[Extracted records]

-- Opening Marker --

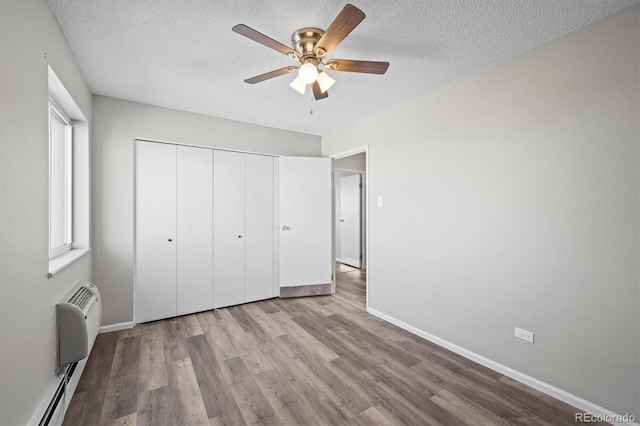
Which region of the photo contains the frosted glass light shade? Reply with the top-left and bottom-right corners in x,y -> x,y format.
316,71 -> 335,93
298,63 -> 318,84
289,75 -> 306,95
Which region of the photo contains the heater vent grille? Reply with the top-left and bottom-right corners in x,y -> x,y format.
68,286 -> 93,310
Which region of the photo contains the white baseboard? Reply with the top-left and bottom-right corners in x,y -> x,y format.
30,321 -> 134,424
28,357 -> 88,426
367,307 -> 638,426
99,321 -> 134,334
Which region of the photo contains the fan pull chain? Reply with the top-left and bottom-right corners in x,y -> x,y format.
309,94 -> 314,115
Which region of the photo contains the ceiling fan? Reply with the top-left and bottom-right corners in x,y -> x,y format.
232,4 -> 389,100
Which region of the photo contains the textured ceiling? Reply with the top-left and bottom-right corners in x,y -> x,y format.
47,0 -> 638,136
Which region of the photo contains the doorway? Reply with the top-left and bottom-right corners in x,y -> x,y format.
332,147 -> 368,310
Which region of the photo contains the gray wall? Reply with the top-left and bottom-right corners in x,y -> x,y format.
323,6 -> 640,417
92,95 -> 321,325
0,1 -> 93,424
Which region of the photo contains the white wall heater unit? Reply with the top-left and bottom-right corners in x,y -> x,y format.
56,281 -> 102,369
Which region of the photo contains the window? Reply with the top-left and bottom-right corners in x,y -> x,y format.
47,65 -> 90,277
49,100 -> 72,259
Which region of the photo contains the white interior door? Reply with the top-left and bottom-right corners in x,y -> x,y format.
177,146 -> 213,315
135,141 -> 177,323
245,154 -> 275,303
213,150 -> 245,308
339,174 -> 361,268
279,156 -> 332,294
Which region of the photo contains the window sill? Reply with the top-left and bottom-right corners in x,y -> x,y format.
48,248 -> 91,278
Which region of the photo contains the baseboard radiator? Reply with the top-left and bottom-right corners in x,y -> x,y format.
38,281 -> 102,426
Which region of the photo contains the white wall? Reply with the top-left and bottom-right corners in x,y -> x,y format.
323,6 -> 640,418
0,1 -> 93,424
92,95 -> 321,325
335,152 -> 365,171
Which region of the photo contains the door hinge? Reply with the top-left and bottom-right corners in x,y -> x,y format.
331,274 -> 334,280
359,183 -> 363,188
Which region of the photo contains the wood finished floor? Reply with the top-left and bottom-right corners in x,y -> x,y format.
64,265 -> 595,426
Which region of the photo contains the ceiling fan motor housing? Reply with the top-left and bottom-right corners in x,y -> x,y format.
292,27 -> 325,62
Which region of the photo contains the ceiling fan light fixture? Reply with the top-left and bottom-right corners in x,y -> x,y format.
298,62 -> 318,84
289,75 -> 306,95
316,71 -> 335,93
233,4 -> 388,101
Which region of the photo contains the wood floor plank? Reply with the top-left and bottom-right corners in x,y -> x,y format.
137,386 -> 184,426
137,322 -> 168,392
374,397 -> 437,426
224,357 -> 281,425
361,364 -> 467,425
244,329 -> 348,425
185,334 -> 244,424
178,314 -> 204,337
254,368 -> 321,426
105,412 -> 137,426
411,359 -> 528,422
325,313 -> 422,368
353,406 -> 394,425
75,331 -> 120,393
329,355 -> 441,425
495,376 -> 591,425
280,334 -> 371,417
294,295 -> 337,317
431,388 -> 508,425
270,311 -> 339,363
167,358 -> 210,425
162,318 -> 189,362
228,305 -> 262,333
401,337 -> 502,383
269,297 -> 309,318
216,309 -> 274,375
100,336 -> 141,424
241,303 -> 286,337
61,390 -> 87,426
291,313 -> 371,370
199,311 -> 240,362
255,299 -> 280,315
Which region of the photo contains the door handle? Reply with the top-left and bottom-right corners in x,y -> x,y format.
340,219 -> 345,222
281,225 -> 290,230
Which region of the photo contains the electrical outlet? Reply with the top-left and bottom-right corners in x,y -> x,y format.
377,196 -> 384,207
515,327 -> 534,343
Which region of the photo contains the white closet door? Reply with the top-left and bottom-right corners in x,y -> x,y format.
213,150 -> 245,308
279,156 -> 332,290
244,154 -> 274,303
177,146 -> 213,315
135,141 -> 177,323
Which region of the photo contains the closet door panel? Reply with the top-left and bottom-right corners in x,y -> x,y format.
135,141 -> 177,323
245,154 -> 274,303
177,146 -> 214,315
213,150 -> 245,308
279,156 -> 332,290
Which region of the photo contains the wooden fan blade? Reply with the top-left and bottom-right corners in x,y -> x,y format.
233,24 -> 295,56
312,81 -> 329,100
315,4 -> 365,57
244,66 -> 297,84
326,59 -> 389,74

-- Closing Marker --
-- Opening Marker --

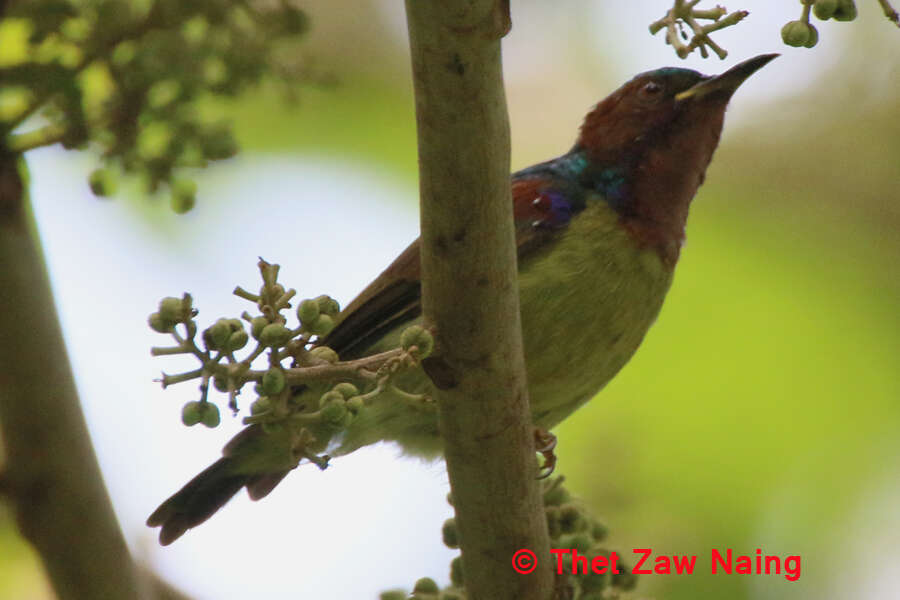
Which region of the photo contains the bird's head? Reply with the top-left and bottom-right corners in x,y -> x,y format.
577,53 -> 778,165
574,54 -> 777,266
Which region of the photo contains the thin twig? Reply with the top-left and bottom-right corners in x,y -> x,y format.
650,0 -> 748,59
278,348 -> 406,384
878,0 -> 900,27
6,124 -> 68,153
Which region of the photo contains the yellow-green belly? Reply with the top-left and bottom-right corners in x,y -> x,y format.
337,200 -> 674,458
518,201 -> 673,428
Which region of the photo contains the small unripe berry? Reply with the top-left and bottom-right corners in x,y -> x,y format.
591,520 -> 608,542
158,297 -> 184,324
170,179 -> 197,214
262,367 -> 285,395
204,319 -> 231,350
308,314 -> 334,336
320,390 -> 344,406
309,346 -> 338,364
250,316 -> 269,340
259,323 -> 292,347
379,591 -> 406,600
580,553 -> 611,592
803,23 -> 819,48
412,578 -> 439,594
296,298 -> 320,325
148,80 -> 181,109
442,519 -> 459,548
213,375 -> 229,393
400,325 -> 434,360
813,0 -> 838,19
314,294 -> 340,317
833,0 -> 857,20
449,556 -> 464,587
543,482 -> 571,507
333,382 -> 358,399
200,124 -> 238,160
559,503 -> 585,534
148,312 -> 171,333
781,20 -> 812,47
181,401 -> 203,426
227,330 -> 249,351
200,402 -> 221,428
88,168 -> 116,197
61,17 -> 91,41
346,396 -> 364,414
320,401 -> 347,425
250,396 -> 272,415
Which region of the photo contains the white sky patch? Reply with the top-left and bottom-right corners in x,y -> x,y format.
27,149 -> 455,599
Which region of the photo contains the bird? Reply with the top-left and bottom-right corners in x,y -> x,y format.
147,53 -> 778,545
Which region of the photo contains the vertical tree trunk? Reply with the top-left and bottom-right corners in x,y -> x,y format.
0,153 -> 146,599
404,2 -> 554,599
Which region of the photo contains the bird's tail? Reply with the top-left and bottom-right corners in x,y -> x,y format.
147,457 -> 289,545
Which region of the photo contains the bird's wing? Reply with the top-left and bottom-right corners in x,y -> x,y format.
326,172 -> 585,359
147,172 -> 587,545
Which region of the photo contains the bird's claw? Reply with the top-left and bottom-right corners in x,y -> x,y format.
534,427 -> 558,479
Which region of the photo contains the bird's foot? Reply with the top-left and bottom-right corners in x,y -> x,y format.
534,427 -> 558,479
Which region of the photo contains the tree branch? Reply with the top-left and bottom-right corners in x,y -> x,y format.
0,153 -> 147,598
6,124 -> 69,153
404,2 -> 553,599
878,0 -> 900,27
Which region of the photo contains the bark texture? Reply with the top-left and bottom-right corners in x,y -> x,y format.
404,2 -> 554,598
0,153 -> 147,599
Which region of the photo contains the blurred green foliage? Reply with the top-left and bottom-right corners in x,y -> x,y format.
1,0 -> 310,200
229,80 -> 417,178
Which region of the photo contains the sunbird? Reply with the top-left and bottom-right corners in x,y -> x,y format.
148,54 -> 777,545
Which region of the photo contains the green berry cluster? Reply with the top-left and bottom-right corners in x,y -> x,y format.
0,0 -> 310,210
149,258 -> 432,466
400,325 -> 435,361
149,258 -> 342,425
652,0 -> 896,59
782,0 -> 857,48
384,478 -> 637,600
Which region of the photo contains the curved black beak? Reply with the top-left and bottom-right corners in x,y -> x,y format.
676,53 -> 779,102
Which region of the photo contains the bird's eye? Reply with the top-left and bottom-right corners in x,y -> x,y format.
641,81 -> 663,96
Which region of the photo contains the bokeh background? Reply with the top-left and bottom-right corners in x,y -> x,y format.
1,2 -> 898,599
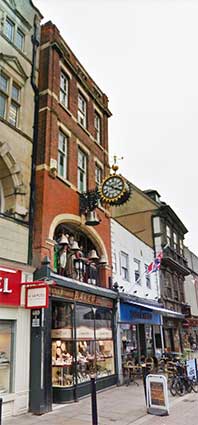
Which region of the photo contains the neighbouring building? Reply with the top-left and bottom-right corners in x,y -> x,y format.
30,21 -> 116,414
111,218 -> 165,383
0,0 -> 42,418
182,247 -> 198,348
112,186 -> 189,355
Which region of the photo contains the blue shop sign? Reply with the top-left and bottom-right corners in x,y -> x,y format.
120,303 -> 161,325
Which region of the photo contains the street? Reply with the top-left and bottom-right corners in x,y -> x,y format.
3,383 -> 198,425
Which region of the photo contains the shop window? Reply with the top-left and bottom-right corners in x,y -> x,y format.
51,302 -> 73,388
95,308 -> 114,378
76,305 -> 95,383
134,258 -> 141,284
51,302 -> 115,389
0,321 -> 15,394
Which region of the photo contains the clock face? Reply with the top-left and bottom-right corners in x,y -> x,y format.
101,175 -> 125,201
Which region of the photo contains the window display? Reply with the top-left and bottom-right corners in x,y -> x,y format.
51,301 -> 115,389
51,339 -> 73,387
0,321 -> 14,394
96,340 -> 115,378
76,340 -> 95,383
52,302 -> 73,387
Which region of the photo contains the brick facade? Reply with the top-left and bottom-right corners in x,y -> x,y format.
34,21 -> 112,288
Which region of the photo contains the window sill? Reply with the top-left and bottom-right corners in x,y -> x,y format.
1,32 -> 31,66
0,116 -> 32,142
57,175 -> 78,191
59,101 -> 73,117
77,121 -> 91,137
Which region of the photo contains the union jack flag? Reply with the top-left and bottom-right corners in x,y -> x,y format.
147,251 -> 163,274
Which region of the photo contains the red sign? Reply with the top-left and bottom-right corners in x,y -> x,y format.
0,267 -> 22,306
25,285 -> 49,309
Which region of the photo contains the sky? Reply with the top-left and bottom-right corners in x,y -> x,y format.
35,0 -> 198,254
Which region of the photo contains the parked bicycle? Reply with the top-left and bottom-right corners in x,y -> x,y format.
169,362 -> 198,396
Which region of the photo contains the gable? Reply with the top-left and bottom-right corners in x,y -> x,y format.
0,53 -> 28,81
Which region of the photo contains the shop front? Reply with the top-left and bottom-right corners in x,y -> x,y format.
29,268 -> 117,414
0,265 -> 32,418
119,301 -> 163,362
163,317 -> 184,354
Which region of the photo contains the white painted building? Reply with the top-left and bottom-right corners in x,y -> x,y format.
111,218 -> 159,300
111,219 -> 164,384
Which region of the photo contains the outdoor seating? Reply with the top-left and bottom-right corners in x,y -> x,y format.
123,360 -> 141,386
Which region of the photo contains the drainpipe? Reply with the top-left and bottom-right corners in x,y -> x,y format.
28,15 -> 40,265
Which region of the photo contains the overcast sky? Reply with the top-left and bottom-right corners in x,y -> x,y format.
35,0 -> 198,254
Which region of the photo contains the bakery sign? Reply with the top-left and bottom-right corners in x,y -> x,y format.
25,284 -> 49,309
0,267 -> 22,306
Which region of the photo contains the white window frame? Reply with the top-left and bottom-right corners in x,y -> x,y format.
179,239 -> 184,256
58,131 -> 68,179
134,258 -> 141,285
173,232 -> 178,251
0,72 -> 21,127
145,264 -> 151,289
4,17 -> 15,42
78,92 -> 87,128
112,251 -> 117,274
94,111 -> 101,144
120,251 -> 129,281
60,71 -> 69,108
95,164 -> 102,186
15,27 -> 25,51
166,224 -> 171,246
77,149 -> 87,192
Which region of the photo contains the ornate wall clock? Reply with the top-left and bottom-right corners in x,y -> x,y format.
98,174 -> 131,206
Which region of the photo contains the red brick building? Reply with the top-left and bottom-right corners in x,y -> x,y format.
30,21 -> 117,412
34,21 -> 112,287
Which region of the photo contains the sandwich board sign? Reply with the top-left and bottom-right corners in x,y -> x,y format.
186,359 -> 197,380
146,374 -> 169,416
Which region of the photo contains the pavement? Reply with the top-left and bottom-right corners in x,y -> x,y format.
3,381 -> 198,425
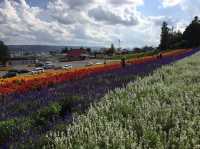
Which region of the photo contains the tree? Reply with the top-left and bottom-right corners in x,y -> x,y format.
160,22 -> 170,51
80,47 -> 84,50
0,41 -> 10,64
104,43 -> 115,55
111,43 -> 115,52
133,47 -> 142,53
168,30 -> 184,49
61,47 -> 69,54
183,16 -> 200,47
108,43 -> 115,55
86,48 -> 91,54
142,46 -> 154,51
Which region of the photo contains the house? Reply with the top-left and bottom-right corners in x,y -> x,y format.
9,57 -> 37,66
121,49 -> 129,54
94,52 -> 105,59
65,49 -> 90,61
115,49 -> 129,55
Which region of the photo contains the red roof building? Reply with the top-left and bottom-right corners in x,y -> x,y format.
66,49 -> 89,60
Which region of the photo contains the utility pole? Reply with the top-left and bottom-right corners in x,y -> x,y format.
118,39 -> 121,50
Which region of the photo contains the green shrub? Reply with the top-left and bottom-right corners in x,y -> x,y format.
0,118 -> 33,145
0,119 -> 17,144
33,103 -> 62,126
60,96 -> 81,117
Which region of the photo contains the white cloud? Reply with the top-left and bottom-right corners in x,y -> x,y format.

-- Closing Marker --
-- Opening Marker --

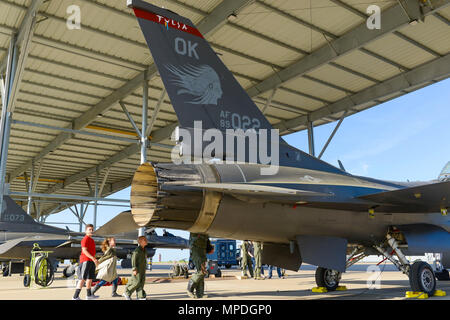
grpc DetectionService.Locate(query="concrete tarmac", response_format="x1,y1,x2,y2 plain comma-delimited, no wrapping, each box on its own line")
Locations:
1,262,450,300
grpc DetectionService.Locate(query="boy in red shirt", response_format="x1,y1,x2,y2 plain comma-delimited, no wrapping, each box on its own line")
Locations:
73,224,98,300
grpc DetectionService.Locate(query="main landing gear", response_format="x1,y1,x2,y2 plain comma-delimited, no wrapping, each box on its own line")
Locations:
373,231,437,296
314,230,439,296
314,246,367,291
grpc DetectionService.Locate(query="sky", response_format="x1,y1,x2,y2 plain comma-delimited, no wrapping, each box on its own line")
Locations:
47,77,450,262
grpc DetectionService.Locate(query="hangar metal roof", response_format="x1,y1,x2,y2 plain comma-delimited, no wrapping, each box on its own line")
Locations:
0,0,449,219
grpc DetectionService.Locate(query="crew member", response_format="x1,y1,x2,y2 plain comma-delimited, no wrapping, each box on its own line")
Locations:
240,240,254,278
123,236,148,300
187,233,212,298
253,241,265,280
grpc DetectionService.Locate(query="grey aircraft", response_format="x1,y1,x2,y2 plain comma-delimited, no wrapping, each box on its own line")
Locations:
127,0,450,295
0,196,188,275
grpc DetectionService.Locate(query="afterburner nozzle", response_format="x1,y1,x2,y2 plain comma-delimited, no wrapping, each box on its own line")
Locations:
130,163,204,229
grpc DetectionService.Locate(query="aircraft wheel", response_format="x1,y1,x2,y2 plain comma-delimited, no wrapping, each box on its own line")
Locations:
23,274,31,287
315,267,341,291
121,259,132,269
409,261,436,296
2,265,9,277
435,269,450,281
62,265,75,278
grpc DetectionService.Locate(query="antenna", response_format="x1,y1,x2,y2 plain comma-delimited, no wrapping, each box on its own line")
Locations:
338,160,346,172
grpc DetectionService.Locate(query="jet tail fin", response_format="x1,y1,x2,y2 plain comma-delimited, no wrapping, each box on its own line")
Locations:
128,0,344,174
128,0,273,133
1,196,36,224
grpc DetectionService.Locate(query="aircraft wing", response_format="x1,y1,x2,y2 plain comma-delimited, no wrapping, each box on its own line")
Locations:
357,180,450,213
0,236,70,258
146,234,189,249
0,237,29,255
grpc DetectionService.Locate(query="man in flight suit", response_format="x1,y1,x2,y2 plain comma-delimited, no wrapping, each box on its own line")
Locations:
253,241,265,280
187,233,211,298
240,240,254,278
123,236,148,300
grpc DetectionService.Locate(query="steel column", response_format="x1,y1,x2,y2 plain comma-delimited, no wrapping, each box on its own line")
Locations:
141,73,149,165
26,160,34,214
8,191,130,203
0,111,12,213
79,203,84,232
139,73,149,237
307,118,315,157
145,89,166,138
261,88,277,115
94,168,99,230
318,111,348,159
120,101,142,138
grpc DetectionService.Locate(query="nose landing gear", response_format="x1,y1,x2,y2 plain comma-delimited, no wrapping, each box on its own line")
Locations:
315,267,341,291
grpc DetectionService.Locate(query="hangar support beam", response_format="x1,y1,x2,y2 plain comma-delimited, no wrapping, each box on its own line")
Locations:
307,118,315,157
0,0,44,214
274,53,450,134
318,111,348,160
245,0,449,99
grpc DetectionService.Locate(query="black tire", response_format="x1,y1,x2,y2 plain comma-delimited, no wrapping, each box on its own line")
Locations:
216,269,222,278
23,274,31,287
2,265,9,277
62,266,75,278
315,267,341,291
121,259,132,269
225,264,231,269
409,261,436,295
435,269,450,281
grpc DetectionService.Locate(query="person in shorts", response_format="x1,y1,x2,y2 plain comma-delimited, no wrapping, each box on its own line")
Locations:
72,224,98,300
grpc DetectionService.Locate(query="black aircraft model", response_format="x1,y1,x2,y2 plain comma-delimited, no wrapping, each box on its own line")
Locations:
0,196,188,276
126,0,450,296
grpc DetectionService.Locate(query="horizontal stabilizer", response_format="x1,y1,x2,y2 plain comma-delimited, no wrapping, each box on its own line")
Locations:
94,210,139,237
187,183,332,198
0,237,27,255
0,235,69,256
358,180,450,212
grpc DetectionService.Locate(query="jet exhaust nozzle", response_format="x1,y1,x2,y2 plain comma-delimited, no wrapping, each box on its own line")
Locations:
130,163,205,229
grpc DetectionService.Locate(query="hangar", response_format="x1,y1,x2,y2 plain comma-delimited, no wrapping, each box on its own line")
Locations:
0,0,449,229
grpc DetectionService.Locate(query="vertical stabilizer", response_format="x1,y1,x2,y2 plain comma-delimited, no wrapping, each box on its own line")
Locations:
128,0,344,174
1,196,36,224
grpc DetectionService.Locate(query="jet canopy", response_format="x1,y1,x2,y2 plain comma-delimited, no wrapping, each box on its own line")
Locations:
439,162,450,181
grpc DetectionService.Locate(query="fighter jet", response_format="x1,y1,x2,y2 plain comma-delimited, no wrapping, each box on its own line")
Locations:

-- Closing Marker --

**TASK**
Return each line in the records that holds the string "stabilizer".

**OUTPUT BELOW**
grpc DetectionService.Locate(query="horizontal stabilizer", response_format="x1,y1,x2,y2 plain comma-delimited, no wrapping, each box on its own line")
grpc DetectionService.Locate(query="vertical stabilizer", response_format="x1,y1,x2,y2 plain comma-delimited, no wrapping, each box on its own line")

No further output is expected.